----- Given passage
Zmynd10−/− mice recapitulated human PCD phenotypes
To investigate the function of ZMYND10, we generated mice with targeted deletion of the Zmynd10 gene locus (S1A and S1B Fig) using a lacZ-containing targeting cassette (Zmynd10tm1[KOMP]Wtsi). β-Galactosidase activity staining of Zmynd10+/− lung tissues on postnatal day (P)1 revealed Zmynd10 expression in the bronchus and bronchioles, but not in the alveoli (S1C and S1D Fig). This expression pattern was consistent with that in the previous in situ hybridization results in mouse lung tissues . Zmynd10 expression was also observed in the testes of Zmynd10+/− mice at P28 as well as in the spermatids and earlier-stage germ cells (S1E and S1F Fig). Deletion of coding exons 2–11 yielded a Zmynd10-null allele (Zmynd10−/−), and western blotting and immunofluorescence analyses of the testis lysates and tracheal tissue, respectively, confirmed the absence of ZMYND10 (S2 Fig).
Zmynd10−/− mouse litters conformed to Mendelian ratios, and neonates showed no gross abnormalities, indicating that loss of Zmynd10 did not cause embryonic lethality; however, mutant mice exhibited growth retardation and were visibly smaller at P10, with all eventually dying within 1 month of birth (S3A–S3C Fig), with a mean survival of 14 days. Zmynd10−/− mice developed hydrocephaly and subsequent abnormal head morphology, with complete penetrance (Fig 1A and 1B), and the cerebral ventricles were dilated with cortical tissue thinning (Fig 1C–1F). In addition, 42% of the Zmynd10−/− mice showed laterality defects, including reversal of the heart apex, stomach, liver, or spleen (S3E and S3F Fig). Alcian Blue staining of the paranasal cavities revealed mucosal congestion in Zmynd10−/− mice but not in wild-type littermates, suggesting defective mucociliary clearance (Fig 1G and 1H), which is a prominent manifestation of PCD leading to recurrent airway infection. Inflammation in the lung tissue was never observed in Zmynd10−/− mice that died before P20; however, some of the mice that survived past P25 showed severe pulmonary inflammation in mutants, as evidenced by loss of alveolar architecture, thickening of alveolar septae, collapse of the alveolar space, and infiltration of inflammatory cells and fibroblasts (Fig 1I–1J and S3D Fig). Fibrosis was not observed in Masson trichrome staining (Fig 1K and 1L). Taken together, these data indicated that loss of Zmynd10 induced defects consistent with PCD.
----------
----- Dataset extract
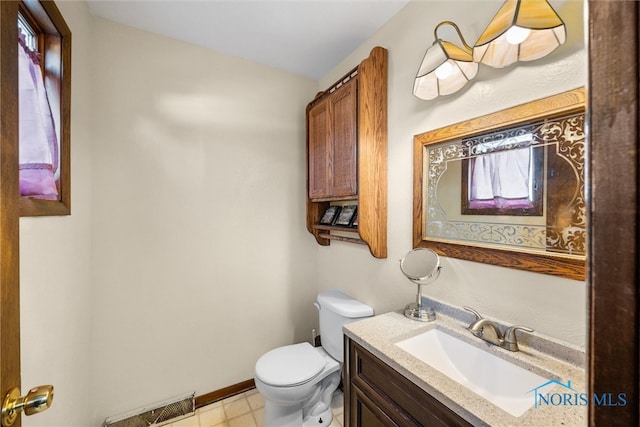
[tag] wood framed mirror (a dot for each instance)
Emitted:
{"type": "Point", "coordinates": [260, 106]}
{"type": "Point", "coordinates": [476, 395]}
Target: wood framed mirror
{"type": "Point", "coordinates": [507, 188]}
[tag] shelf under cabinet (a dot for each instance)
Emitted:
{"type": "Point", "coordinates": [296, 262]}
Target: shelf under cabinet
{"type": "Point", "coordinates": [334, 228]}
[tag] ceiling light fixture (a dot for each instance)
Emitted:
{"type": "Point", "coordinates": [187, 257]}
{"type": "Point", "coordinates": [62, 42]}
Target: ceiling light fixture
{"type": "Point", "coordinates": [522, 30]}
{"type": "Point", "coordinates": [446, 67]}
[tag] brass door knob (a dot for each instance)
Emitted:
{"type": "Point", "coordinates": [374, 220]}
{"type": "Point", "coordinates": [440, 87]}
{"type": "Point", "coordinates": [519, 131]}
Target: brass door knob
{"type": "Point", "coordinates": [38, 399]}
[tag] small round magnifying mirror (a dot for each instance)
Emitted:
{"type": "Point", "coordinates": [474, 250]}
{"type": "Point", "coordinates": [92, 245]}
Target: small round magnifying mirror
{"type": "Point", "coordinates": [421, 266]}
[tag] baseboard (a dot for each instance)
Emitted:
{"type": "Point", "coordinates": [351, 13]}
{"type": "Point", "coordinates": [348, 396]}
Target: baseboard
{"type": "Point", "coordinates": [223, 393]}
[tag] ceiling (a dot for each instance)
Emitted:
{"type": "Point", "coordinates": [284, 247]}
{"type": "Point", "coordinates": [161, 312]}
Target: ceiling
{"type": "Point", "coordinates": [304, 37]}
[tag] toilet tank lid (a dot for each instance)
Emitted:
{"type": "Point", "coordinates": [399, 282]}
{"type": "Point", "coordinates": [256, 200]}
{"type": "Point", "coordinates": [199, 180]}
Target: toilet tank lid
{"type": "Point", "coordinates": [342, 304]}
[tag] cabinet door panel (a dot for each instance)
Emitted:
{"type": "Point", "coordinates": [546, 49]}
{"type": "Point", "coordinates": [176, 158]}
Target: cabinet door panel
{"type": "Point", "coordinates": [319, 150]}
{"type": "Point", "coordinates": [365, 413]}
{"type": "Point", "coordinates": [344, 137]}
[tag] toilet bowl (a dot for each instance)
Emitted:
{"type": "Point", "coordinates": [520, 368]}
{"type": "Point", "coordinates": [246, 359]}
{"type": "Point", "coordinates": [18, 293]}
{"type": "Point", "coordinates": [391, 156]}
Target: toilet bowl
{"type": "Point", "coordinates": [297, 381]}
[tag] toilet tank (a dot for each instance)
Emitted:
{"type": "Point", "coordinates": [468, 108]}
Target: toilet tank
{"type": "Point", "coordinates": [337, 309]}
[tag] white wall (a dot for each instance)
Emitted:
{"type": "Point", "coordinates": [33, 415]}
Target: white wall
{"type": "Point", "coordinates": [201, 259]}
{"type": "Point", "coordinates": [55, 265]}
{"type": "Point", "coordinates": [554, 306]}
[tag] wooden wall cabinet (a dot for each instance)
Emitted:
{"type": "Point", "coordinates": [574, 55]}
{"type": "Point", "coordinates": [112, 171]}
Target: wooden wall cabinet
{"type": "Point", "coordinates": [375, 395]}
{"type": "Point", "coordinates": [347, 154]}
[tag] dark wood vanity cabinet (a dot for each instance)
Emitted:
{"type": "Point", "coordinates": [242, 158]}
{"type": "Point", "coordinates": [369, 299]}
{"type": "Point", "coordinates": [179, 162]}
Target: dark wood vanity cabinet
{"type": "Point", "coordinates": [377, 395]}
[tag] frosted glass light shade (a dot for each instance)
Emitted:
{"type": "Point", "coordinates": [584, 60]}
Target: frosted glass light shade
{"type": "Point", "coordinates": [432, 80]}
{"type": "Point", "coordinates": [501, 45]}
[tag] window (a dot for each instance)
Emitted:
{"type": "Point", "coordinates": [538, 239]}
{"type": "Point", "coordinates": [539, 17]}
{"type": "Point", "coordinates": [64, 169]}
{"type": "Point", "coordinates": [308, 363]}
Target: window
{"type": "Point", "coordinates": [45, 168]}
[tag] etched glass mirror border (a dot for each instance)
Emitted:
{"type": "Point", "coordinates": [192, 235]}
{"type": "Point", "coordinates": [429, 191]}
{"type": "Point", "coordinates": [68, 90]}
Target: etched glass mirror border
{"type": "Point", "coordinates": [552, 243]}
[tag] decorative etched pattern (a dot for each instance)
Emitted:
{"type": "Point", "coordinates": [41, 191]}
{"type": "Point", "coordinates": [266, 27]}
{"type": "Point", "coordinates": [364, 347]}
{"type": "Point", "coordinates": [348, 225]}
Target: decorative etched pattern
{"type": "Point", "coordinates": [565, 234]}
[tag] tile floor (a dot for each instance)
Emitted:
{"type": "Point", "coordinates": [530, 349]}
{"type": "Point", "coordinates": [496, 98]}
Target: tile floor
{"type": "Point", "coordinates": [245, 410]}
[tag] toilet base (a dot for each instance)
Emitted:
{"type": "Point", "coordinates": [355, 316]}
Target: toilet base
{"type": "Point", "coordinates": [322, 420]}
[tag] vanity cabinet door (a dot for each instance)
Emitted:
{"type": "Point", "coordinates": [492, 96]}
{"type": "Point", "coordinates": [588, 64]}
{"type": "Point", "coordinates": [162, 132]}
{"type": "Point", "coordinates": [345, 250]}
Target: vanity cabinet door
{"type": "Point", "coordinates": [377, 395]}
{"type": "Point", "coordinates": [333, 145]}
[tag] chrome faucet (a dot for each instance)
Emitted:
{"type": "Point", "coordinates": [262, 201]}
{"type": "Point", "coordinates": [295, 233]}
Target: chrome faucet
{"type": "Point", "coordinates": [489, 331]}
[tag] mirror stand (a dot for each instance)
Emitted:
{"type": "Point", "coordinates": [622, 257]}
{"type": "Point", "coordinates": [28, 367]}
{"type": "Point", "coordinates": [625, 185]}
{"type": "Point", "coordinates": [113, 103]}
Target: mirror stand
{"type": "Point", "coordinates": [417, 311]}
{"type": "Point", "coordinates": [421, 266]}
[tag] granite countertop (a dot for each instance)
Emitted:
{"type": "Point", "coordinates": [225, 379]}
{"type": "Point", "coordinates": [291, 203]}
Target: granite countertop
{"type": "Point", "coordinates": [560, 362]}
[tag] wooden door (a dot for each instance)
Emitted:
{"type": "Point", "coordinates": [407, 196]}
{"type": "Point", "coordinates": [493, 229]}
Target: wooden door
{"type": "Point", "coordinates": [344, 140]}
{"type": "Point", "coordinates": [9, 197]}
{"type": "Point", "coordinates": [614, 323]}
{"type": "Point", "coordinates": [318, 150]}
{"type": "Point", "coordinates": [332, 145]}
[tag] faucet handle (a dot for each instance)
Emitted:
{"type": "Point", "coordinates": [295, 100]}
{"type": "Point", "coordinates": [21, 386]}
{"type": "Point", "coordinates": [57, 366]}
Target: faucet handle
{"type": "Point", "coordinates": [471, 310]}
{"type": "Point", "coordinates": [510, 339]}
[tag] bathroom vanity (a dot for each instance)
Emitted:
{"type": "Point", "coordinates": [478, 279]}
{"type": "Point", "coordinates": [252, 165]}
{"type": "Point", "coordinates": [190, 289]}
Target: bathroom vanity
{"type": "Point", "coordinates": [386, 385]}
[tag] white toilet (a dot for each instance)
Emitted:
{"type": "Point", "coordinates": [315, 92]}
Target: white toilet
{"type": "Point", "coordinates": [297, 381]}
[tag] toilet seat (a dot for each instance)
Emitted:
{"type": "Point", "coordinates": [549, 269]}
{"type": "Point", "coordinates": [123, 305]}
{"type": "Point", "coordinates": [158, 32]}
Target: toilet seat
{"type": "Point", "coordinates": [290, 365]}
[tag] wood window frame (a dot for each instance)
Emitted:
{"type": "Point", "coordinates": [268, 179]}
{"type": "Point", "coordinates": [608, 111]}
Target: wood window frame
{"type": "Point", "coordinates": [54, 43]}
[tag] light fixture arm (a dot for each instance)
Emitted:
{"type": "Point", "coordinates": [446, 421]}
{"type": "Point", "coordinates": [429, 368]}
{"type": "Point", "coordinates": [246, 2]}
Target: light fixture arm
{"type": "Point", "coordinates": [453, 24]}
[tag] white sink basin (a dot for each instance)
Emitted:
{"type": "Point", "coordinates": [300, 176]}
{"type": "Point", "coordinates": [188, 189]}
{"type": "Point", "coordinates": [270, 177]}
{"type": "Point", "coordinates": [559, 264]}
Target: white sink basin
{"type": "Point", "coordinates": [502, 383]}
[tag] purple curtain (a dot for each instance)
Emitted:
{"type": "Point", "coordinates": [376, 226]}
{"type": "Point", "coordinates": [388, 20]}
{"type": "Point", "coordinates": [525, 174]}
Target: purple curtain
{"type": "Point", "coordinates": [37, 135]}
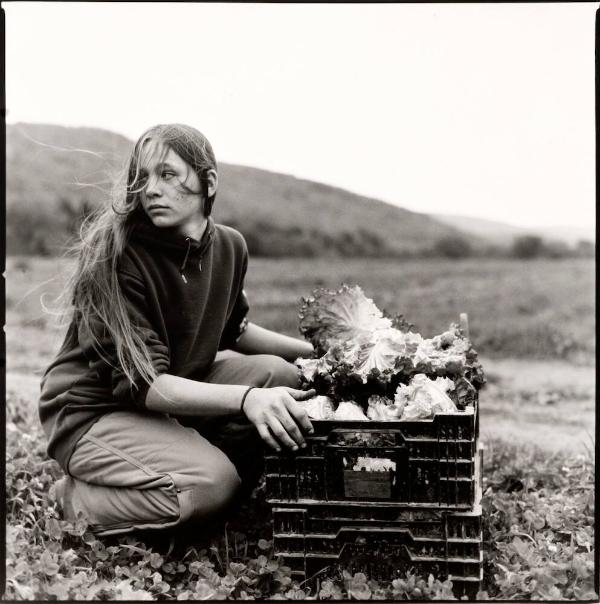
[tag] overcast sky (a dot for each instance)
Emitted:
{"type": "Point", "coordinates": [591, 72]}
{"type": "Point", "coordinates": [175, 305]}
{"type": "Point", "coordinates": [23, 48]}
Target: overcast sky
{"type": "Point", "coordinates": [485, 110]}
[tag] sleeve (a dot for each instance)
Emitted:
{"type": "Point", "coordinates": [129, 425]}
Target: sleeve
{"type": "Point", "coordinates": [238, 319]}
{"type": "Point", "coordinates": [123, 389]}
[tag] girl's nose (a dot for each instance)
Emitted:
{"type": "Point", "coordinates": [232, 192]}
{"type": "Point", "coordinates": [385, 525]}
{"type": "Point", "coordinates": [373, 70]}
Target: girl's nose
{"type": "Point", "coordinates": [152, 188]}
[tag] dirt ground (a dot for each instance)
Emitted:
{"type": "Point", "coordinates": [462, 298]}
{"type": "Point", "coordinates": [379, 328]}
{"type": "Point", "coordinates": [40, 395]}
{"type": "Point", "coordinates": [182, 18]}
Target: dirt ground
{"type": "Point", "coordinates": [547, 403]}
----------
§ **Problem statement**: In two sentences, summarize the passage on Zmynd10-knockout mice.

§ **Task answer**: Researchers generated mice lacking the Zmynd10 gene, which is expressed in the bronchus, bronchioles, and testes, and confirmed that the ZMYND10 protein was absent in the mutants. These mice were born in Mendelian ratios but showed growth retardation, hydrocephaly, laterality defects in some cases, mucosal congestion, and pulmonary inflammation in some survivors past P25, and all died within a month, indicating defects consistent with PCD.